◆ GIVEN DATA
--
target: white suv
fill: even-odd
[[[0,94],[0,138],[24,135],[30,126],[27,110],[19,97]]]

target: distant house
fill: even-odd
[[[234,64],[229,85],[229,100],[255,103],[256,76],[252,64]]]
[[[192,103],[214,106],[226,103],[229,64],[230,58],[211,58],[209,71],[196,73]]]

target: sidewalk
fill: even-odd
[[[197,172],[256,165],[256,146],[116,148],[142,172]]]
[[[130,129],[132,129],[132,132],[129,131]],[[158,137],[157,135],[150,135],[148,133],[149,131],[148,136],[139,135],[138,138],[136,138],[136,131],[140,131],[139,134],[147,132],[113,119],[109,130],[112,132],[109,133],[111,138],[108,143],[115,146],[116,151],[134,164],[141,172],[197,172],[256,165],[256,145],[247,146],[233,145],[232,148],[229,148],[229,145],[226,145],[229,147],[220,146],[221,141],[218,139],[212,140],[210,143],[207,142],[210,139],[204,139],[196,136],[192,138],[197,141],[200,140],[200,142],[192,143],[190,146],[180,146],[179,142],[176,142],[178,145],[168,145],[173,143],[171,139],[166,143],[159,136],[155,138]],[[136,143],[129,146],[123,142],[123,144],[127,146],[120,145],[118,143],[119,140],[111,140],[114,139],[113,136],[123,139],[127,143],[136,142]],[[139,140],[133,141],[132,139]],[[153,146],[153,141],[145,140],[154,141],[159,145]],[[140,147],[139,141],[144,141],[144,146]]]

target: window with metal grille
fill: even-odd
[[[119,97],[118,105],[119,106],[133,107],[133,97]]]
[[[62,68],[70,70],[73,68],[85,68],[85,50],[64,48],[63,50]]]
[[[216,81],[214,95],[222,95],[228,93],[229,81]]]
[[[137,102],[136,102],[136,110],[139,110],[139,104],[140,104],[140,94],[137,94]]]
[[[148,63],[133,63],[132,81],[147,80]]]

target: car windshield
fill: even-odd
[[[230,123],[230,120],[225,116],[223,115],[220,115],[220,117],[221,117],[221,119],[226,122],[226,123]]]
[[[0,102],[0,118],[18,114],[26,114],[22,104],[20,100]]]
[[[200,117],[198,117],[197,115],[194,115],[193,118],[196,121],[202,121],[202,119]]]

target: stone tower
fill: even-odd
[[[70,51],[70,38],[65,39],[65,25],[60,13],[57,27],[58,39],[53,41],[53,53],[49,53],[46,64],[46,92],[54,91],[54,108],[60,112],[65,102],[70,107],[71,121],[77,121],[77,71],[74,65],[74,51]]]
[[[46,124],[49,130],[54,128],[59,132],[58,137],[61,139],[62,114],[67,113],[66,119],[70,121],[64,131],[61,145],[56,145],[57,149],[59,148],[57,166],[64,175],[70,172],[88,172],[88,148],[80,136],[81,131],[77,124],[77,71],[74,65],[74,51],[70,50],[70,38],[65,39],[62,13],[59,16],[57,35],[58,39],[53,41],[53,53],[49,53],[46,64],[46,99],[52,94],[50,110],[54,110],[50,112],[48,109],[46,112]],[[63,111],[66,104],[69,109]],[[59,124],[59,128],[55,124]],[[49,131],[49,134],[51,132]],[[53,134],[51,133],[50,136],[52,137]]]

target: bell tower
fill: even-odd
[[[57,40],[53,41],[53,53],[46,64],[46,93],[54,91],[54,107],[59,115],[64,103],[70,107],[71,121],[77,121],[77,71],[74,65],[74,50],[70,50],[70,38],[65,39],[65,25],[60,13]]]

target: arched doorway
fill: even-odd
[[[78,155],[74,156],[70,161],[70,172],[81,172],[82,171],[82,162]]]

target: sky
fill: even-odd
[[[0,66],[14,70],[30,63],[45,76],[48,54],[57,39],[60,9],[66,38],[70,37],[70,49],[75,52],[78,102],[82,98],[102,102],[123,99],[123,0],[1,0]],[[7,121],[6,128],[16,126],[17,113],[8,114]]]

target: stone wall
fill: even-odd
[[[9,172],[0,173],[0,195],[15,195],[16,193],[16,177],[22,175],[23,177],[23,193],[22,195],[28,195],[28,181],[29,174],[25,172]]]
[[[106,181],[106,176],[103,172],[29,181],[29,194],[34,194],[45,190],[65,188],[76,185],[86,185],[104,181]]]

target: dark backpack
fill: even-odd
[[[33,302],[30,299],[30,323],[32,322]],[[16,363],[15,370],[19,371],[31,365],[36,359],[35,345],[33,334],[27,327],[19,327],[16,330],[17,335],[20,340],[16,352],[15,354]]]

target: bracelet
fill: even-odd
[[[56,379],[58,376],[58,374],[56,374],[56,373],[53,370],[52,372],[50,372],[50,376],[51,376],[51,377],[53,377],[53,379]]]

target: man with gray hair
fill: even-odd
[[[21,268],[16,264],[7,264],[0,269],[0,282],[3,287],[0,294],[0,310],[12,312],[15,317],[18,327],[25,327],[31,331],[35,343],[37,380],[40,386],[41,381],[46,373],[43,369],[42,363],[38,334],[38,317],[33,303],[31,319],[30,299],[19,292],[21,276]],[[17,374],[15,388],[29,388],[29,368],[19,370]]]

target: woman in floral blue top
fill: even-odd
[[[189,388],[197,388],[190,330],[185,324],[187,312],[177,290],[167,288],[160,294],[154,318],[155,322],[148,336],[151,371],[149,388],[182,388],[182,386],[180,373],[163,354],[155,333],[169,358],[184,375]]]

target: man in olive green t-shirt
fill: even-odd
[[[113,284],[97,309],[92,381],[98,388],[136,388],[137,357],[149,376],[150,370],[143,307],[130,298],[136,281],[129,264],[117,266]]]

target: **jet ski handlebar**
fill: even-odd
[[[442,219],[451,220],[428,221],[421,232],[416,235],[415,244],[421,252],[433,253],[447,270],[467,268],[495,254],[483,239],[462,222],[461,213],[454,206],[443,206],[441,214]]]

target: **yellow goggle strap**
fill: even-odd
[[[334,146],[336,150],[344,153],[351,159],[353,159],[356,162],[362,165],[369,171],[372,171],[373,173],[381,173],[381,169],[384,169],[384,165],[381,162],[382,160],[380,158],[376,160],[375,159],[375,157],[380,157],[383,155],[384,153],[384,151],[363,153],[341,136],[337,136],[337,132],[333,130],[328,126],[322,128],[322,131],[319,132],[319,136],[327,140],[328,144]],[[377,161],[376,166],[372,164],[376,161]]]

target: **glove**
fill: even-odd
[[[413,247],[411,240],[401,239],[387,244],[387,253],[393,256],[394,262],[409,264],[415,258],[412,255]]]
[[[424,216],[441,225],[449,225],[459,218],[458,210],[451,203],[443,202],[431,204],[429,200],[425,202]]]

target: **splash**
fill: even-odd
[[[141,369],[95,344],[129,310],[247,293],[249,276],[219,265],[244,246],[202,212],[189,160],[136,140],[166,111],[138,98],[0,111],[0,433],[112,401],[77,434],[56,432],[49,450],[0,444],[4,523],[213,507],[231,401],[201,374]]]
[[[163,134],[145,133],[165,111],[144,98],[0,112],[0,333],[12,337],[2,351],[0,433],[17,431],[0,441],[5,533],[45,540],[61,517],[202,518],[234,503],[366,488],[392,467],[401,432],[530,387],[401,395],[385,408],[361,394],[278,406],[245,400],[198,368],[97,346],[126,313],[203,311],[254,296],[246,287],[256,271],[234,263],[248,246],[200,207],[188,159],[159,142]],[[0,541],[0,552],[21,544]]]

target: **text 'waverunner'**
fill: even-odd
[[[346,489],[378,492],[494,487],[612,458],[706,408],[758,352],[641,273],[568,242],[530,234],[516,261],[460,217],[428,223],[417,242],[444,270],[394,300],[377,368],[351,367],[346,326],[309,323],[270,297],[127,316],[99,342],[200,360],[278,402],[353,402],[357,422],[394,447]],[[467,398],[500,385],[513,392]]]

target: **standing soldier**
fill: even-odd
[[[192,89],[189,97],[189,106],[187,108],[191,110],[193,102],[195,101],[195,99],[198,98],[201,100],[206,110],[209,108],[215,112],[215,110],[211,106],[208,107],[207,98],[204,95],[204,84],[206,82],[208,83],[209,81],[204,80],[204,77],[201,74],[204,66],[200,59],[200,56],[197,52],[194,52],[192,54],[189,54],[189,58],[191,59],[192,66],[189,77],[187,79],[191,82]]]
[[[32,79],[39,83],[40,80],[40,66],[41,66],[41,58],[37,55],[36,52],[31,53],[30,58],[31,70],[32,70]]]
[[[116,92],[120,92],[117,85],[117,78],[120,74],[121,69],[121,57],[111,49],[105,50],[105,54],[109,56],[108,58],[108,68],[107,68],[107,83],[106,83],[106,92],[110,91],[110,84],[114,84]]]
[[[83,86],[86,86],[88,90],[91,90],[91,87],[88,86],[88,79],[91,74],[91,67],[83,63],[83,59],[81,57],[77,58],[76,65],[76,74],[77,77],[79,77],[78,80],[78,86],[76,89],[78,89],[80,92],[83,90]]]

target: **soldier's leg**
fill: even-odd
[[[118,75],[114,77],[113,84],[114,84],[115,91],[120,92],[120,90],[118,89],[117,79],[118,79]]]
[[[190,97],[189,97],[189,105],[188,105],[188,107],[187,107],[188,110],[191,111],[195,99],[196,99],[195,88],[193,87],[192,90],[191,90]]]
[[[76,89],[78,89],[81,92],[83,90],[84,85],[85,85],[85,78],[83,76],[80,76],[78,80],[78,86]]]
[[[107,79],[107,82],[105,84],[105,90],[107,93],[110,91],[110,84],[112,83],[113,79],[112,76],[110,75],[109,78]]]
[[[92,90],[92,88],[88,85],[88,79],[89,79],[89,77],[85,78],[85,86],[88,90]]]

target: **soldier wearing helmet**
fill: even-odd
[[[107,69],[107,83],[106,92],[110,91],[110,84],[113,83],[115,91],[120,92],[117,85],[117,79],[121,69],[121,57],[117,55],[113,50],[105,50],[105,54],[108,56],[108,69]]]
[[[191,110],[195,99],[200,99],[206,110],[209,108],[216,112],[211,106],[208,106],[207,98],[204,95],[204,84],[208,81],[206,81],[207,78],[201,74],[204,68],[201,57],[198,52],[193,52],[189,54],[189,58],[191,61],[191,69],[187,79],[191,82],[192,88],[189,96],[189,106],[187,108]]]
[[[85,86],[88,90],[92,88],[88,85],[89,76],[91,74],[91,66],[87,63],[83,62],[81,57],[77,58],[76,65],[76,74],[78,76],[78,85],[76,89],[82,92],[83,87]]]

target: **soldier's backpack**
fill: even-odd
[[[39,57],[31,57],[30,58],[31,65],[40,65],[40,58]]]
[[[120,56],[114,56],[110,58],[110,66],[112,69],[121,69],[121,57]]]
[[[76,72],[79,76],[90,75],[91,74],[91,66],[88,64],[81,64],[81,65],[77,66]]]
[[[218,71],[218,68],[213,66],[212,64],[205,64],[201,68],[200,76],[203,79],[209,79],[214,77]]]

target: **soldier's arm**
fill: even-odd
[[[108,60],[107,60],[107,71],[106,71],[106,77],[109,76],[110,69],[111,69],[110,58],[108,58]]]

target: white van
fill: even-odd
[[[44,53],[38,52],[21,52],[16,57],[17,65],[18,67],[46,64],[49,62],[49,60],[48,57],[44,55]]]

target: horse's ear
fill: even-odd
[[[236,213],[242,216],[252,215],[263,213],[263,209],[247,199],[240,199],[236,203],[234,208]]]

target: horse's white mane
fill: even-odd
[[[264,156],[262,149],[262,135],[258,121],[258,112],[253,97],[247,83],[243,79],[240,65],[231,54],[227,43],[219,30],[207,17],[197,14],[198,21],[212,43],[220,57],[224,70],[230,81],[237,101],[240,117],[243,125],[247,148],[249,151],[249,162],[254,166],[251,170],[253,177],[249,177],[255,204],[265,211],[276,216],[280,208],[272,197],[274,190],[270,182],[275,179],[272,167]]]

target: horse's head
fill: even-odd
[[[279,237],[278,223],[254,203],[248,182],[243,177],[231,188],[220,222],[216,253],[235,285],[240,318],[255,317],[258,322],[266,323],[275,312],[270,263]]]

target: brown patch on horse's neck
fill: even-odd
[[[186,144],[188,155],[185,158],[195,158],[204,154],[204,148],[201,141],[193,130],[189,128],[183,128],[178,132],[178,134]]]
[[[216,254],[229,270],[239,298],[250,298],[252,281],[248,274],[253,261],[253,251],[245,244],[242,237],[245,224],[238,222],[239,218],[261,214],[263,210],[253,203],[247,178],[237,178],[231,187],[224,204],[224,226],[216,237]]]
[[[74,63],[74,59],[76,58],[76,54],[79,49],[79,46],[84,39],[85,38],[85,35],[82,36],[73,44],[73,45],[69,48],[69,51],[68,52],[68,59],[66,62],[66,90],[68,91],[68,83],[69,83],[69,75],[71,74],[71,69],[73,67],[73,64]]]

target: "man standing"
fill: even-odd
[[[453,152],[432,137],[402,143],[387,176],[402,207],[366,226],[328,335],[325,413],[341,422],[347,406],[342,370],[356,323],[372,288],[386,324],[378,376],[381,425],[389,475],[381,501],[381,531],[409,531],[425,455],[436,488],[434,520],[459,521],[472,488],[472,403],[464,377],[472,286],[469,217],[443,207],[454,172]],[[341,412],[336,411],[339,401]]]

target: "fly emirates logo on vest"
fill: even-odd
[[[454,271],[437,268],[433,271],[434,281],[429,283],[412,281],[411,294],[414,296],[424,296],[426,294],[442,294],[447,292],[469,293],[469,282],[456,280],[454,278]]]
--
◆ PROBLEM REQUIREMENTS
Find the line containing "target: horse's head" in the material above. Print it and every line after it through the end, exactly and only those.

◆ WORKED ANSWER
target: horse's head
fill: even-odd
[[[279,237],[278,223],[254,203],[248,182],[243,177],[231,188],[220,222],[216,253],[235,285],[240,318],[255,317],[258,322],[266,323],[275,312],[270,263]]]

target: brown patch on horse's neck
fill: even-odd
[[[186,144],[188,155],[185,158],[195,158],[204,154],[204,148],[201,141],[193,130],[189,128],[183,128],[178,132],[178,134]]]
[[[216,254],[229,270],[239,298],[250,298],[252,281],[248,274],[253,261],[253,251],[245,244],[242,237],[245,224],[238,222],[239,218],[261,214],[263,210],[253,203],[247,178],[237,178],[231,187],[224,204],[224,226],[216,237]]]
[[[74,63],[74,59],[76,58],[76,54],[79,49],[79,46],[84,39],[85,38],[85,35],[82,36],[73,44],[73,45],[69,48],[69,51],[68,52],[68,59],[66,62],[66,90],[68,91],[68,83],[69,83],[69,75],[71,74],[71,69],[73,67],[73,64]]]

target: "man standing"
fill: even-odd
[[[453,152],[432,137],[402,143],[387,176],[402,207],[366,226],[328,335],[325,413],[341,422],[347,406],[342,370],[356,323],[372,288],[386,324],[378,376],[381,425],[389,475],[381,501],[381,531],[409,531],[425,455],[436,488],[434,520],[459,521],[472,488],[472,403],[464,377],[472,286],[469,217],[443,207],[454,172]],[[341,412],[336,411],[339,401]]]

target: "fly emirates logo on vest"
fill: even-odd
[[[454,271],[437,268],[433,271],[434,281],[429,283],[412,281],[411,294],[414,296],[424,296],[426,294],[442,294],[447,292],[469,293],[469,282],[456,280],[454,278]]]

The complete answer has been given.